CHALLENGE
Write out the records below word for word, starting at the line containing "Where can the man's black" and ending at the line containing "column 40, row 52", including both of those lines and nothing else.

RECORDS FOR THIS EXERCISE
::::::::::
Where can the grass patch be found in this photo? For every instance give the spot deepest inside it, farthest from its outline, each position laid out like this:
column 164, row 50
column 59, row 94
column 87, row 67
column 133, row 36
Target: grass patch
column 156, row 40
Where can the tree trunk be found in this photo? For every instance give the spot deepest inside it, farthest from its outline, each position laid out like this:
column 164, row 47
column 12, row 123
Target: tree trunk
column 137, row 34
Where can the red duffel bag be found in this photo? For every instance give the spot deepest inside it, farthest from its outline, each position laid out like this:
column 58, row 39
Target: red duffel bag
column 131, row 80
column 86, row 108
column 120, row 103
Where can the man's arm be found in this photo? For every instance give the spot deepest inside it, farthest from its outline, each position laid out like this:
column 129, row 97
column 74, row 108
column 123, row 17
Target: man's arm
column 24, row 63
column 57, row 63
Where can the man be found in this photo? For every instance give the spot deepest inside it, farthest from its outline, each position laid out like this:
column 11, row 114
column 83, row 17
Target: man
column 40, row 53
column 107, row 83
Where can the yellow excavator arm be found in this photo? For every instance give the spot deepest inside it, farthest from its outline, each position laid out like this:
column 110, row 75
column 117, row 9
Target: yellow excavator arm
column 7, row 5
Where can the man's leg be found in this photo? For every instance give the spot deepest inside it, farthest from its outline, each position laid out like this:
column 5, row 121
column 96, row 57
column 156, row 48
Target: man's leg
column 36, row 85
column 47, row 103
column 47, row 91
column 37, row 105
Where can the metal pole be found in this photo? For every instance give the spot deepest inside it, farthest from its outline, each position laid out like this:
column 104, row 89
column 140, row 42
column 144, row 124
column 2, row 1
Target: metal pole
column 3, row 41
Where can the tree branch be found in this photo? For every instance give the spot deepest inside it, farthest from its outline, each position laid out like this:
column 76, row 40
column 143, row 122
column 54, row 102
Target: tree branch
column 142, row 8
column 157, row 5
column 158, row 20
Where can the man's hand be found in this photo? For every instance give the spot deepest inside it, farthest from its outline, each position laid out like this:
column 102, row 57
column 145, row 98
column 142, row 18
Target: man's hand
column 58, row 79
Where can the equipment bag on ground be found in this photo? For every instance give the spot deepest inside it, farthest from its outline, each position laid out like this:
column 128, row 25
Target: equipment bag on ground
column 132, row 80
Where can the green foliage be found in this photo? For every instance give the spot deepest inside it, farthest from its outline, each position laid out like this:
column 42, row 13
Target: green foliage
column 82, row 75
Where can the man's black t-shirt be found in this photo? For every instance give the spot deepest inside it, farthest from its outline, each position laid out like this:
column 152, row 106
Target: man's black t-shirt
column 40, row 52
::::::::::
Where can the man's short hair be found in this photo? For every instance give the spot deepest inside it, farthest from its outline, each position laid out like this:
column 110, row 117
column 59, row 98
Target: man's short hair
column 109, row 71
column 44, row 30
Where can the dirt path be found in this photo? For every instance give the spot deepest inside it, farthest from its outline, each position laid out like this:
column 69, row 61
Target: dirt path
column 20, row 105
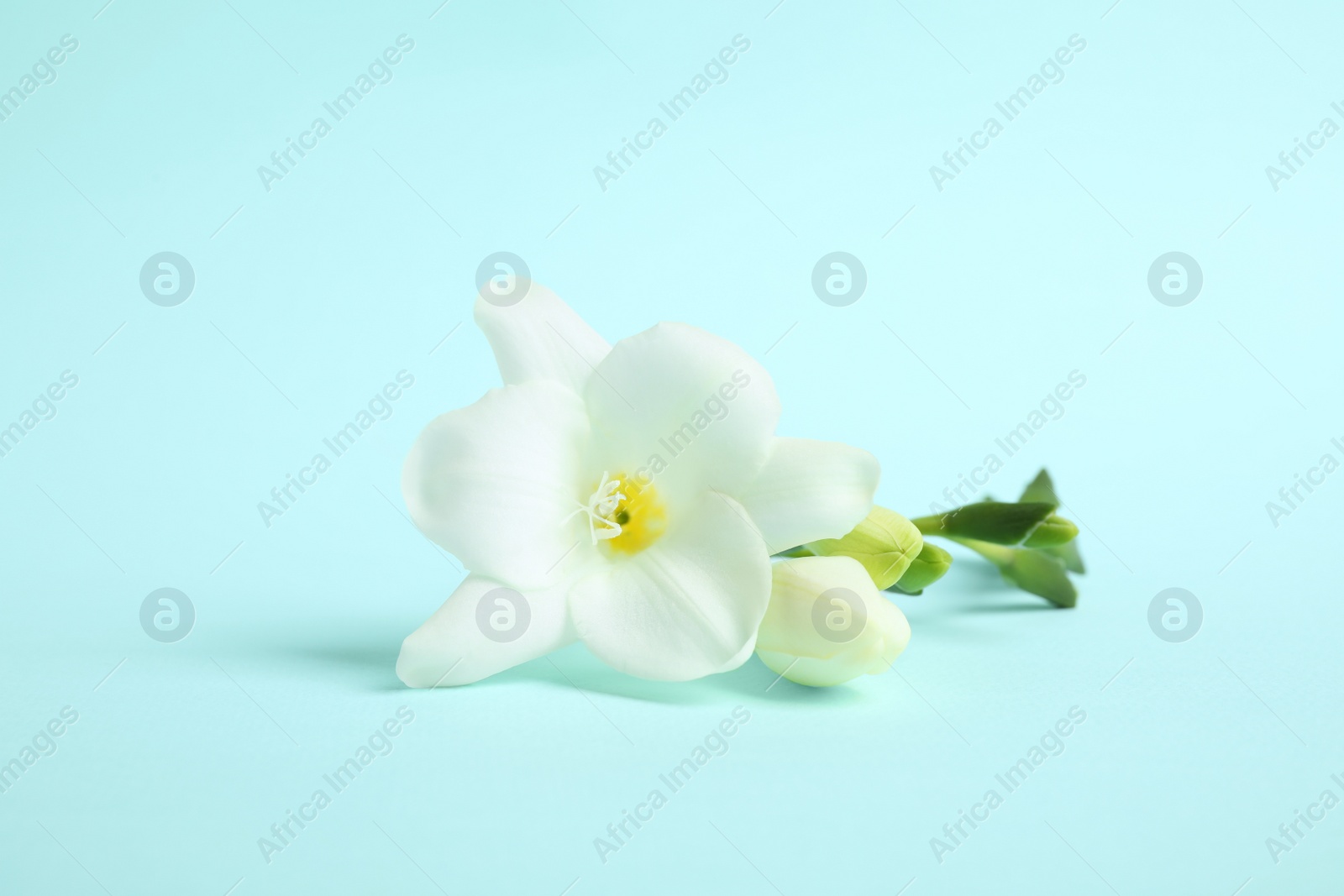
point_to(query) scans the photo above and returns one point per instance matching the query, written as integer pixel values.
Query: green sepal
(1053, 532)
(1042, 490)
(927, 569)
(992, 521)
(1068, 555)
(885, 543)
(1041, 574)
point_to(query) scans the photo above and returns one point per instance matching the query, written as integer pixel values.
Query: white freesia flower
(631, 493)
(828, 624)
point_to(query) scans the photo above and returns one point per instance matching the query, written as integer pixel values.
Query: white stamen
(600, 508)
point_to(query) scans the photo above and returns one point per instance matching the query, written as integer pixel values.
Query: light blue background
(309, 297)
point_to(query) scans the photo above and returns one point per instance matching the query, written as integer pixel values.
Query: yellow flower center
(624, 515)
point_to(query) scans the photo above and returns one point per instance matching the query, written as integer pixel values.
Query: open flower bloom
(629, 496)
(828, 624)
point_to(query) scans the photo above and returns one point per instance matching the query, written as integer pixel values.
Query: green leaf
::::::::::
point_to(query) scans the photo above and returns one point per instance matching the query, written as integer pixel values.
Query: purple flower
::::::::::
PROBLEM SOLUTION
Where can the man's black t-shirt be found in this photo? For every instance give the spot deepest inside it, farthest from its outline, each position laid out like this:
column 152, row 106
Target: man's black t-shirt
column 40, row 52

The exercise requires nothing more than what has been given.